Stored entries:
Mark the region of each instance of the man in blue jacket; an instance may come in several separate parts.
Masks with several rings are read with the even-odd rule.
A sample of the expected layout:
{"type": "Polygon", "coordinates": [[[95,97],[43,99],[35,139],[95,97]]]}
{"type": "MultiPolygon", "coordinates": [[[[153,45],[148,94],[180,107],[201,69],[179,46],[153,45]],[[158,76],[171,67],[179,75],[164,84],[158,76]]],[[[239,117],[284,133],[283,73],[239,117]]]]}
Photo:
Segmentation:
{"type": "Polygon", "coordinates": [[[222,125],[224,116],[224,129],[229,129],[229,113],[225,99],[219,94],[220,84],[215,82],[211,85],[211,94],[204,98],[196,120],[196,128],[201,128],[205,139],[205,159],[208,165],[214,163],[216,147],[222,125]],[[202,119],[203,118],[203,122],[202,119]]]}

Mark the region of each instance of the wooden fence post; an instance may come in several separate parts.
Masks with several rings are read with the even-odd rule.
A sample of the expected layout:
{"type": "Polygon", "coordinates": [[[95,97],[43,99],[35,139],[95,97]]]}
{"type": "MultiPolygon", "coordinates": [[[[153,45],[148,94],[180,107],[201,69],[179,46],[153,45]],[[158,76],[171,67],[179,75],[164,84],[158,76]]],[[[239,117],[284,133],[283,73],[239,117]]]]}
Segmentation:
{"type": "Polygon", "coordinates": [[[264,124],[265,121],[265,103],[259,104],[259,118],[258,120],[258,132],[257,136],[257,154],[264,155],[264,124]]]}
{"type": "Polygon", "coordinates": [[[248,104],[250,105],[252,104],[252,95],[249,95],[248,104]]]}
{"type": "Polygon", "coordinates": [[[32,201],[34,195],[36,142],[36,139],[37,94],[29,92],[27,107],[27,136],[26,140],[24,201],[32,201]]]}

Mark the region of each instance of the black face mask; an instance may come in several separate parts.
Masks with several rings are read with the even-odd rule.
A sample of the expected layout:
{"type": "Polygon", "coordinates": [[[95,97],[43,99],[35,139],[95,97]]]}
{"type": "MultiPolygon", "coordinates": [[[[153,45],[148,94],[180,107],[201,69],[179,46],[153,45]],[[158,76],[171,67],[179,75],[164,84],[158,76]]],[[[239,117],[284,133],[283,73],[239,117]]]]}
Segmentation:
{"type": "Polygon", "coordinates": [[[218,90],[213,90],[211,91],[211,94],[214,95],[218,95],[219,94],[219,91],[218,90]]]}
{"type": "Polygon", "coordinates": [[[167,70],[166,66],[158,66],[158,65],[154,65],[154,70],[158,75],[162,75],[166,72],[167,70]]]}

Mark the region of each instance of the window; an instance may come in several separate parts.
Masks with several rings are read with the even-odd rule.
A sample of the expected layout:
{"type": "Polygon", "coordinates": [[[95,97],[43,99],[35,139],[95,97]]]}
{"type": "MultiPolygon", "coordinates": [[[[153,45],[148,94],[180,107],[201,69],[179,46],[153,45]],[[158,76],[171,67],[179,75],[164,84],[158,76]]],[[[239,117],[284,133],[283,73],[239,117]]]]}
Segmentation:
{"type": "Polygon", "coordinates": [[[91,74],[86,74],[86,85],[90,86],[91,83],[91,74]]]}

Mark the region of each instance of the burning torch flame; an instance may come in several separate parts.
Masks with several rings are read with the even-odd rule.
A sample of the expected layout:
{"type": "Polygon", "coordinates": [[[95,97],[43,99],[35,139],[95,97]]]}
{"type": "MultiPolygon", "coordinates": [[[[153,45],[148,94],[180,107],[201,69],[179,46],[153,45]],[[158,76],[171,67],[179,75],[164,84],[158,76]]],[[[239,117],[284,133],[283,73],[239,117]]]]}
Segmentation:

**EXERCISE DESCRIPTION:**
Count the lines in the stored entries above that contain the word "come", and reply with the number alone.

**WRITTEN RESPONSE:**
5